Exercises to complete –
**1.** According to the article on the Ladies' Medical College, which organization established the college?
**2.** Continue the article on the Ladies' Medical College from its final sentence.

Supplied passage –
──────────

= Ladies' Medical College =

The Ladies' Medical College (renamed The Obstetrical College for Women) was a short-lived English medical college for women, established in 1864 by the Female Medical Society. It offered courses in midwifery and diseases associated with women and children, but failed to extend its curriculum to the full scope of medical training and closed in 1873.

==Formation==
The Medical Act 1858, which for the first time regulated the licensing of physicians in the UK and created the Medical Register, effectively barred women from becoming doctors in the UK by requiring physicians to pass examinations offered by any of 19 examination boards, none of which permitted the admission of women. The practice of midwifery was unregulated, and was undertaken either by self-trained working class women, or by male physicians. The male medical establishment, as a rule, opposed encroachment on what it considered to be its territory by women.

──────────

Supplied entries –
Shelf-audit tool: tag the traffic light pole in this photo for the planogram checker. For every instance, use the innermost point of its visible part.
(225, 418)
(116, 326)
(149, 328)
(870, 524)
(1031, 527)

──────────

Exercise results –
**1.** The Female Medical Society

**2.**
Against this backdrop, a Female Medical Society was established in 1862 with a long term aim of enabling women to qualify as doctors, but with a shorter term focus on medicine applicable to women and children. At its outset, the society sought to raise the status of midwifery such that it could be considered a profession for educated women; to respect the feelings of female patients who preferred to be tended by female practitioners; and to save lives, both by the effect of better training and practice, but also by reducing infections introduced by male physicians who in their wider work came into contact with disease, surgery and post-mortems.

In support of its aims, the Society established in 1864 the Ladies' Medical College at premises in Fitzroy Square, London, initially offering a course in obstetrics and supporting and related subject matter, with a somewhat broader curriculum by 1870. From 1867 students gained clinical experience at the British Lying-In Hospital. 14 students entered in the first year of operation, 69 by 1867 and 84 in 1870. Notable students of the College include Isabel Thorne (who described its teaching as inadequate) and Matilda Chaplin, both of whom went on to be members of the Edinburgh Seven who in 1870 sought to qualify as doctors at the University of Edinburgh; Florence Fenwick Miller who traced the opposite journey, training in Edinburgh in 1871 and then taking a midwifery certificate at the College; and Alice Vickery, first British woman to qualify as a chemist and pharmacist.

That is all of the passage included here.